— ЗАДАНИЕ A —
Ответьте по отрывку о поэте ниже:
(i) Куда он уезжает завтра с утра?
(ii) В каком издательстве должен выйти его сборник стихов?
(iii) За что сердится на него мать?
— ЗАДАНИЕ B —
Перепишите из отрывка о поэте ниже всё, от слов «Мысли этого человека» и до слов «с большой любовью.».
— ЗАДАНИЕ C —
Продолжите отрывок о поэте ниже после его последнего предложения.

— ТЕКСТ —

··········

Мысли этого человека были подобны голодным волнам моря, выброшенным на берег ураганом, они рокотали, он весь кипел и бушевал, так как оживлял слова, строки, строфы. Так рождались, крепли его новые поэтические произведения. «Душа моя не дает мне покоя, все спрашивает: зачем я родился на этот свет. Сердце мое понимает все это, и оно сразу отзывается», – сколько строк без устали, всегда с вдохновением перечитывал он, сколько зачеркнул совсем, исправил вновь, сколько стихотворений создал он из души своей за этот только один месяц.
Он завтра с утра уезжает в Сухум. Повезет с собой свои стихи, на которые потратил длинные зимние ночи и короткие дни. Он подготовил сборник стихов, который должен выйти в Абхазском государственном издательстве. Всё тщательно проверил, исправил талантливо, честно, с большой любовью.
Он видит еще, что мать сердится на него, сердится за то, что не дает он себе покоя. Он будто слышит, как она жалуется: «Сын мой без конца пишет книги, ни минуты себе покоя не дает, нет времени даже свежим воздухом подышать».

··········

— ДАННЫЕ —
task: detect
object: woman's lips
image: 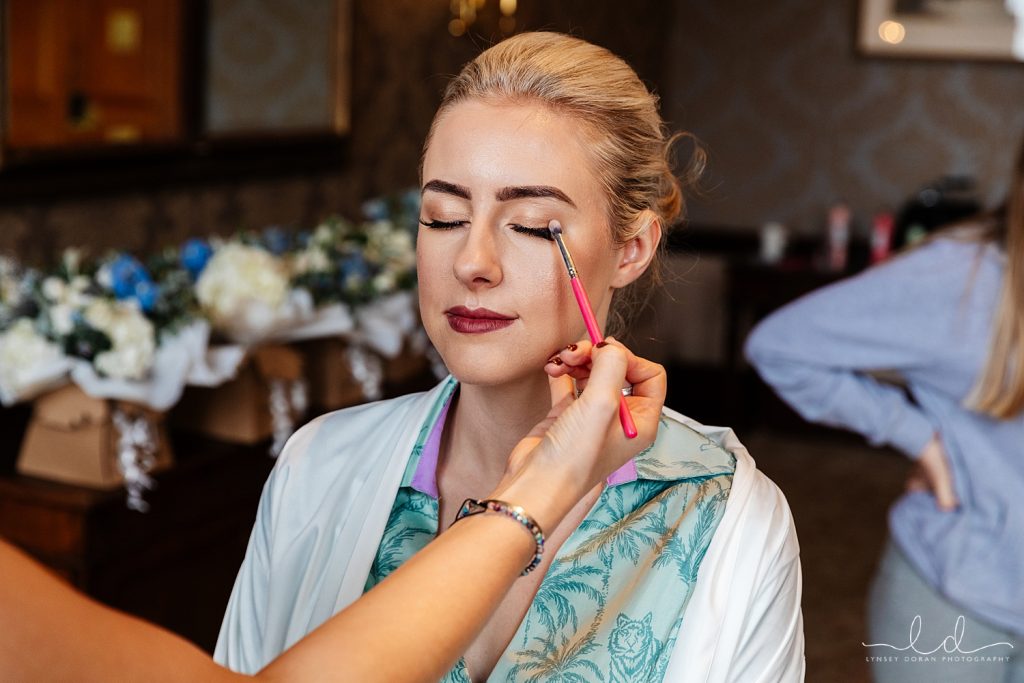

··········

— ОТВЕТ A —
(i) В Сухум.
(ii) В Абхазском государственном издательстве.
(iii) За то, что он не дает себе покоя.

— ОТВЕТ B —
Мысли этого человека были подобны голодным волнам моря, выброшенным на берег ураганом, они рокотали, он весь кипел и бушевал, так как оживлял слова, строки, строфы. Так рождались, крепли его новые поэтические произведения. «Душа моя не дает мне покоя, все спрашивает: зачем я родился на этот свет. Сердце мое понимает все это, и оно сразу отзывается», – сколько строк без устали, всегда с вдохновением перечитывал он, сколько зачеркнул совсем, исправил вновь, сколько стихотворений создал он из души своей за этот только один месяц.
Он завтра с утра уезжает в Сухум. Повезет с собой свои стихи, на которые потратил длинные зимние ночи и короткие дни. Он подготовил сборник стихов, который должен выйти в Абхазском государственном издательстве. Всё тщательно проверил, исправил талантливо, честно, с большой любовью.

— ОТВЕТ C —
Поэт Леонтий Лабахуа сделал все для того, чтобы книга получилась хорошая, чтобы потом не краснеть перед читателями. Он знал хорошо, с какими трудностями сталкивается тот человек, который пытается воспеть свой родной и горячо любимый народ, кто обличает пороки общества, дурные нравы и привычки отдельных людей, и в то же время понимал, что это – огромное счастье.
Завершив работу, поэт уложил стихи в черный портфель и повесил его за платяной шкаф, в более укромное место.
Посыпав золой все еще тлевшие головешки, он лег в мягкую, белоснежную постель. Он был доволен собой, продолжал думать о том, как завтра уедет в Сухум, о друзьях. Так незаметно и заснул.
Встал поэт очень рано. Его разбудили стихи, то и дело мерещившиеся ему уже изданным отдельным сборником. Умылся ледяной водой, пригладил рукой волосы, раза три прошелся по двору, вдохнул всей грудью свежий утренний воздух и неслышно, через заднюю дверь прошел в свою комнату, взял портфель и еще раз углубился в рукопись.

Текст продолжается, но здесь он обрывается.